--- Start Data extract ---
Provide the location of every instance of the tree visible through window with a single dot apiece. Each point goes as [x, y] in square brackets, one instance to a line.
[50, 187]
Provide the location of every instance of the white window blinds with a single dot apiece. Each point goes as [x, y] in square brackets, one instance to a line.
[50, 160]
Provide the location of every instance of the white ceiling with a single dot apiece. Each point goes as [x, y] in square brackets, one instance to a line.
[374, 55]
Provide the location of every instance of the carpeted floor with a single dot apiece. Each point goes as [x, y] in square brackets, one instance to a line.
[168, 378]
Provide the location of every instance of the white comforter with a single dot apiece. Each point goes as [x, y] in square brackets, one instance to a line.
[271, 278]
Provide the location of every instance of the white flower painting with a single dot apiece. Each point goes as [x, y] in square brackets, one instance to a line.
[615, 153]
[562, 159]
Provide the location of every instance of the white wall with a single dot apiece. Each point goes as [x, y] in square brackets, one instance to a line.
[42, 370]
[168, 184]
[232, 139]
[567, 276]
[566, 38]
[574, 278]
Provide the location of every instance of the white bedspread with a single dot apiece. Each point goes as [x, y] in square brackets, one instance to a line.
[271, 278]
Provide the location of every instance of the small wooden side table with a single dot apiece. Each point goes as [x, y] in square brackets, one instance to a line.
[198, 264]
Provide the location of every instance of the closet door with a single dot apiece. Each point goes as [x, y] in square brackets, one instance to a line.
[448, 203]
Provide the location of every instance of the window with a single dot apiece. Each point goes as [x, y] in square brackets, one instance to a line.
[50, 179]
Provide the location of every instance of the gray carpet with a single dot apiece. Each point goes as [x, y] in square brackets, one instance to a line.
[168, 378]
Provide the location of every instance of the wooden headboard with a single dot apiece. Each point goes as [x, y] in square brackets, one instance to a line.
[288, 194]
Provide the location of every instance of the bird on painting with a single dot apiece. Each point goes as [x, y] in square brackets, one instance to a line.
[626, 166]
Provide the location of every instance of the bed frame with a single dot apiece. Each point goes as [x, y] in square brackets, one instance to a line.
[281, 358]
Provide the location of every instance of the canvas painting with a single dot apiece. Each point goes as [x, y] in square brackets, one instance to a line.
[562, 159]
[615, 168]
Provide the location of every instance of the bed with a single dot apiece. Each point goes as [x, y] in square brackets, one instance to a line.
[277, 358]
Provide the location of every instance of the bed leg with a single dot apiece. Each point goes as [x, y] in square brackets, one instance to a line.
--- End Data extract ---
- _What you have to do_: Copy out the entries from the line containing "Provide the location of every instance of the wooden" through the end of the entries, replacing "painting" with "artwork" and leaving everything else unchanged.

- _Response_:
Provide the location of every instance of the wooden headboard with a single dot apiece. Each point goes as [x, y] in square brackets, one instance to a line.
[288, 194]
Provide the location of every instance of the bird on artwork with a single dot apiece. Each point goes as [x, y] in square brackets, one instance to a line.
[626, 166]
Provide the location of every instance of the bed frame with a single dot apiece. Each point goes as [x, y] in square brackets, one instance to a line.
[281, 358]
Provide the location of every instance of the canvas artwork with a single dot apiece. Each point goes as [x, y] in square brackets, one instance to a line.
[562, 159]
[615, 168]
Provide the location of every instance of the bed with a single dot apiece. Each point goes as [x, y] in square brackets, one instance to a line.
[277, 358]
Provide the location of every instance of the bed leg with a single dot apiece. Each point goes as [x, y] in square brackets, one instance to a line.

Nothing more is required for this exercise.